> [Seçilmiş metin]:
Türkiye'nin en iyi haber sitesi
MAHMUT ÖVÜR

Halk neyi bilmiyor?

Hâlâ televizyon ekranlarından "Toplum Cumhurbaşkanlığı Hükümet Sistemi'ni bilmiyor" tezi ısrarla seslendiriliyor. Tabii bu fırsatı vesayetçi siyasetçiler de kaçırmıyor. Kafaları karıştırmak için ısrarla sistemi "yalanlar" üzerinden karalamaya devam ediyor.
Aynı şey, farklı biçimlerde kamuoyu yoklamalarında da yapılıyor. Bu durum bana geçmiş seçimleri hatırlatıyor. 2007 sonrası hangi seçime bakarsanız bakın, hepsinde de benzer şeyler yaşandı. CHP veya diğer vesayetçi partiler seçimlere üç ay kala, işe çıtayı hayli yüksek tutarak başlıyor.
Sonra yavaş yavaş büyük söylemler yerini "hile yapılacak" iddiasına veya "şüphe" oluşturma çabasına bırakıyor. CHP'nin yüzde 35'le başladığı seçimi yüzde 26'yla, AK Parti'nin de yüzde 30'la başlatıldığı seçimi en düşük olduğu 7 Haziran'da bile yüzde 41'le bitirdiğine tanık olduk.
Şimdi de aynı çevreler "referandumda yüzde 57, 58 hayır çıkacak" diye başladı. Sonuç bir yana, tarihi yaklaştıkça oranın çok aşağılara ineceğinden eminim. Bugünlerde başa baş gidiyor demeye başladılar bile. Bu yaklaşımla son 15 yılda 11 seçim kaybettiler. Ve sadece kendilerini itibarsızlaştırmadılar, aynı zamanda yüksek beklentiye soktukları kendilerine oy veren kitlelerin ruh halini de bozdular. Bir kez daha hayal kırıklığı yaşamak, o sosyoloji için çok daha sarsıcı olacak.

> [Sağlanan bilgiler]:

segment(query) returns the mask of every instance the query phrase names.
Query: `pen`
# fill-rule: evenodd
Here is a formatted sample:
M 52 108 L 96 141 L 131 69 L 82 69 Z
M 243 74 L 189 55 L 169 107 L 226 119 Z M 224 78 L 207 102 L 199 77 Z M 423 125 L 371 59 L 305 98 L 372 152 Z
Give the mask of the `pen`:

* * *

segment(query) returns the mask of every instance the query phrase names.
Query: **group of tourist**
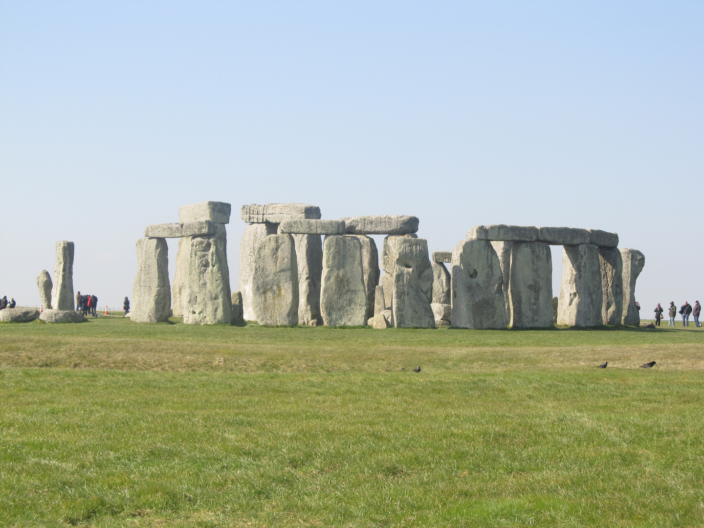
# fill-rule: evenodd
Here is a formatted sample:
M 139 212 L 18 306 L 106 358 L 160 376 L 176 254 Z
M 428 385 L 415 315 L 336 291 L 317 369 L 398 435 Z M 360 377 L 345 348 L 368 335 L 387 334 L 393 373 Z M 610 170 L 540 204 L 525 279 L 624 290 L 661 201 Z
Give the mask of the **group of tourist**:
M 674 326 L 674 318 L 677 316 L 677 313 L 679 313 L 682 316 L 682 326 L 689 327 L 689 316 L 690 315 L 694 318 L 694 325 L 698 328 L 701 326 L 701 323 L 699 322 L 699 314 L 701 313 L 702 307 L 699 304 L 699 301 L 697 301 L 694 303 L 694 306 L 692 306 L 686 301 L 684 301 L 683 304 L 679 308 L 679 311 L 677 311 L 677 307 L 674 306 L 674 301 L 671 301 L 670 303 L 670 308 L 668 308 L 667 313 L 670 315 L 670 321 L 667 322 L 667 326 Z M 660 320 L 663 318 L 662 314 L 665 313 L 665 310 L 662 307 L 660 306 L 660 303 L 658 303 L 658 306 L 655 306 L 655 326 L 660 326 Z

> [Görevler ve alıştırmalar]:
- A) Kayıtlardan "tourist" dizesini içeren satırların tamamını ayıklayın; büyük-küçük harf ayrımı gözetilir.
- B) Seçim beklentileri üzerine yazıyı kaldığı yerden devam ettirin.

> [Görev bazında yanıtlar]:
- A)
Query: **group of tourist**
Give the mask of the **group of tourist**:

- B)
Bu referandumda bu ihtimal çok yüksek. Biraz taktik değiştirmeleri bile işe yaramayacak. Çünkü sokakta durum o siyasi aktörlerin anlattığı gibi değil. Ve sokak gerçekle yalanı ayıracak kadar sağduyulu ve bilgili. Zaten toplumun önemli bir kesimi, lider, siyasi parti veya ideolojileri gereği kararını vermiş durumda. Geriye kalanlar da siyasi aktörleri, TV'lerdeki tartışmaları adım adım izliyor, çok sıkıştıklarında yayınlara başvuruyor veya bir bilene soruyor. Tabii sandığa gitmeyenler de var.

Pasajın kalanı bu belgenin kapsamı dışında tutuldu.